[[ THE DATA open ]]

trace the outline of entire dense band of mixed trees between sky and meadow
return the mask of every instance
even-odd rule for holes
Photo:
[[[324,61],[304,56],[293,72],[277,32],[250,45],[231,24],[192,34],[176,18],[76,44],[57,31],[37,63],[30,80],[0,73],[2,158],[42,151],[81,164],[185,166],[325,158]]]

[[ THE DATA closed ]]

• [WHAT YOU HAVE TO DO] Give back the entries exactly, so that each line matches the original.

• [ANSWER SPACE]
trace the outline of entire dense band of mixed trees between sky and meadow
return the mask of every instance
even-odd rule for holes
Photo:
[[[324,61],[304,56],[293,72],[277,32],[250,45],[231,24],[192,34],[176,18],[76,44],[57,31],[37,63],[30,80],[0,73],[2,158],[42,151],[81,164],[185,166],[325,158]]]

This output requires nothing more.